→ Your assignment: Return all of the data exactly, with nothing left out but the pictures.

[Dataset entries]
______________________________

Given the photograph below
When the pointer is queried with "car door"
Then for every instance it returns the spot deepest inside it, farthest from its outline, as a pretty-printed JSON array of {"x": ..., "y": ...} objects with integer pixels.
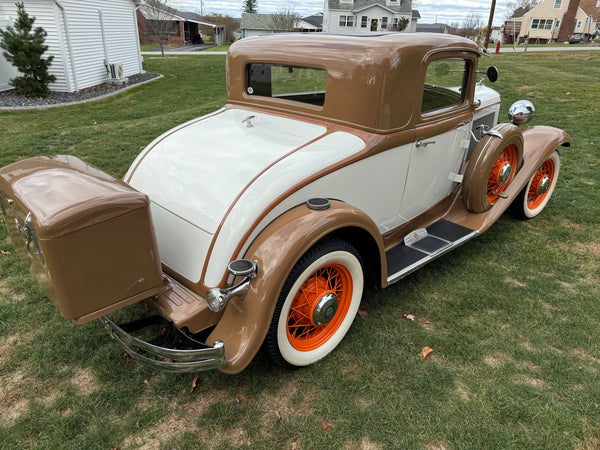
[{"x": 442, "y": 133}]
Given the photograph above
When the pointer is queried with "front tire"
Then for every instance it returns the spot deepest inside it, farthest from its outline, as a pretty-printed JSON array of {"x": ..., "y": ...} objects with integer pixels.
[
  {"x": 317, "y": 304},
  {"x": 534, "y": 197}
]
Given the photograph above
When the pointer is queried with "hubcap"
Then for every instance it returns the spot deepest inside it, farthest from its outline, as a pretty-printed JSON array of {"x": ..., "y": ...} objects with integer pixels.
[
  {"x": 325, "y": 308},
  {"x": 544, "y": 185},
  {"x": 505, "y": 173}
]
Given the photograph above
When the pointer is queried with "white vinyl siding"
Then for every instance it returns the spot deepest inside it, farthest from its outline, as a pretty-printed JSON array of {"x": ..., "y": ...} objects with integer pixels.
[{"x": 83, "y": 43}]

______________________________

→ Completed exercise:
Given the photograph below
When the pointer is queried with "car door"
Then for every instance it returns the spot deepest inside it, farthest from its outline, as a pretty-printed JSON array of {"x": ..., "y": ...} objects with integer pixels.
[{"x": 442, "y": 133}]
Given the photograph above
When the pointer is queried with "front tire"
Then for every instance it returns the spot deepest inside it, farthest from its outline, as a pretty-printed JSON array of {"x": ..., "y": ...} objects with integer pixels.
[
  {"x": 317, "y": 304},
  {"x": 534, "y": 197}
]
Given the photograph above
When the pointer is queried with "hubcap"
Then for every instance it returns the spot deepest inside it, farthest from its outline, as a pretty-printed JSON array of {"x": ..., "y": ...} objects with integer pixels.
[
  {"x": 325, "y": 308},
  {"x": 544, "y": 185},
  {"x": 505, "y": 173}
]
Given the photograph above
When the pointer is queried with "white vinyl siding"
Then for every instance it returns the spot deepest inside it, farthest from its outline, as a pretty-printed JSON array of {"x": ..., "y": ...} objects with integer pixels.
[{"x": 83, "y": 43}]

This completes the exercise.